▶ [PROBLEMA BREVE]: Raccolga e trascriva integralmente ogni riga dei dati seguenti in cui compare la parola "human".

▶ [DATI ESTRATTI]:
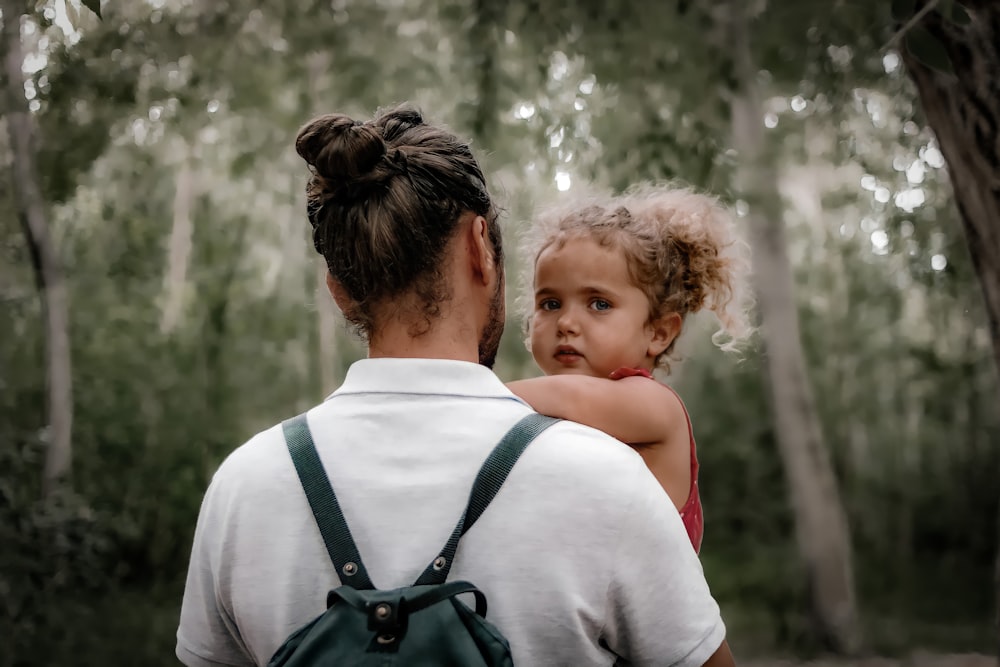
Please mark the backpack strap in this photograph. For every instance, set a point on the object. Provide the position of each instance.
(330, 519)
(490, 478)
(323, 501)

==

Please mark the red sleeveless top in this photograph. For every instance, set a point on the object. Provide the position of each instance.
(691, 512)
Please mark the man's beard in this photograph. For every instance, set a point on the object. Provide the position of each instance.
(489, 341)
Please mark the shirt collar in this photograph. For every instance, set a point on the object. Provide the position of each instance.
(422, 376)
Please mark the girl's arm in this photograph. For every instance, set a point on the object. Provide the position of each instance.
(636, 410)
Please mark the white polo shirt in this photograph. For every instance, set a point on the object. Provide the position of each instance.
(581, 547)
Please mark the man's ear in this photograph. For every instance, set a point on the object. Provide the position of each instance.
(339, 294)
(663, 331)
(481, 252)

---

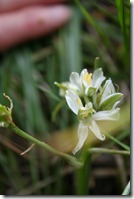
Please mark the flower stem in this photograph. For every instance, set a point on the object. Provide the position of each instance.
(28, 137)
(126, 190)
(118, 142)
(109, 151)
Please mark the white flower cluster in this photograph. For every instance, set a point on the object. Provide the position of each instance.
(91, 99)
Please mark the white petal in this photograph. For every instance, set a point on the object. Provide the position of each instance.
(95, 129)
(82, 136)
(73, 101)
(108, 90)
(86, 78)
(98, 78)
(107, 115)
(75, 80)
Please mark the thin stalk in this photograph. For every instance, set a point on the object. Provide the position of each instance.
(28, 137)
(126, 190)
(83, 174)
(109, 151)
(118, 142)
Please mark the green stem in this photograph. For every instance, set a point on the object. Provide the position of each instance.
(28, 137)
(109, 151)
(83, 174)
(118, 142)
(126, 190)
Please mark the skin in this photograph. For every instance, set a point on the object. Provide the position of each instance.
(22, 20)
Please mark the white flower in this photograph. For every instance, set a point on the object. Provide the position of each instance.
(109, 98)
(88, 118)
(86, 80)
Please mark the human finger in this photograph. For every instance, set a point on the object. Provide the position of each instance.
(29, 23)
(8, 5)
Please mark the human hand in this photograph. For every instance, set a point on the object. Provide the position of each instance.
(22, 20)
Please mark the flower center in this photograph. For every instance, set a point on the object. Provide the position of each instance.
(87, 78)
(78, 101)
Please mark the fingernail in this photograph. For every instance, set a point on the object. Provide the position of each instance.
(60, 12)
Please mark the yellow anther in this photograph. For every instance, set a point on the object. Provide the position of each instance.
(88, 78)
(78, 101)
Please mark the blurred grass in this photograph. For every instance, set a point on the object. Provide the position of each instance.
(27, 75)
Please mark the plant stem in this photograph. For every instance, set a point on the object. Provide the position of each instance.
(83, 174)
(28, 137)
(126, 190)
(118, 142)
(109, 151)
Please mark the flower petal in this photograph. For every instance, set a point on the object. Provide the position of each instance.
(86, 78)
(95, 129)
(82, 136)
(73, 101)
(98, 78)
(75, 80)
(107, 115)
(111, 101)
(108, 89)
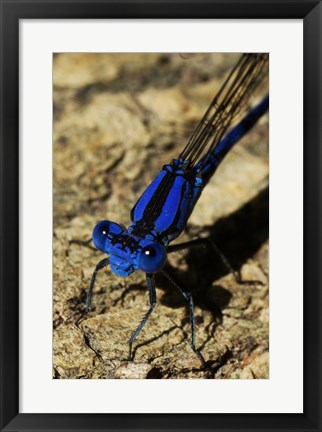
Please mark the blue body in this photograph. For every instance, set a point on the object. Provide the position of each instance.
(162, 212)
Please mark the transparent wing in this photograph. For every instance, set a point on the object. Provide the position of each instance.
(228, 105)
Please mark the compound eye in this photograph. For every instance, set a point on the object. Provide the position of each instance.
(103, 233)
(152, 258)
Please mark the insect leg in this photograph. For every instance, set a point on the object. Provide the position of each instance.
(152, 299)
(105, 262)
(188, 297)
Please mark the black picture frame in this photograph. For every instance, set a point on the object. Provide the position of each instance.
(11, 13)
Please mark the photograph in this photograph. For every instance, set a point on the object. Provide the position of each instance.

▶ [ESERCIZIO SVOLTO]:
Please mark the human finger in this photograph. For every instance, set a point on the object. Provide the position of each instance.
Please mark the human hand in this photograph. For every instance, set a point on the object. Provide the position of each instance.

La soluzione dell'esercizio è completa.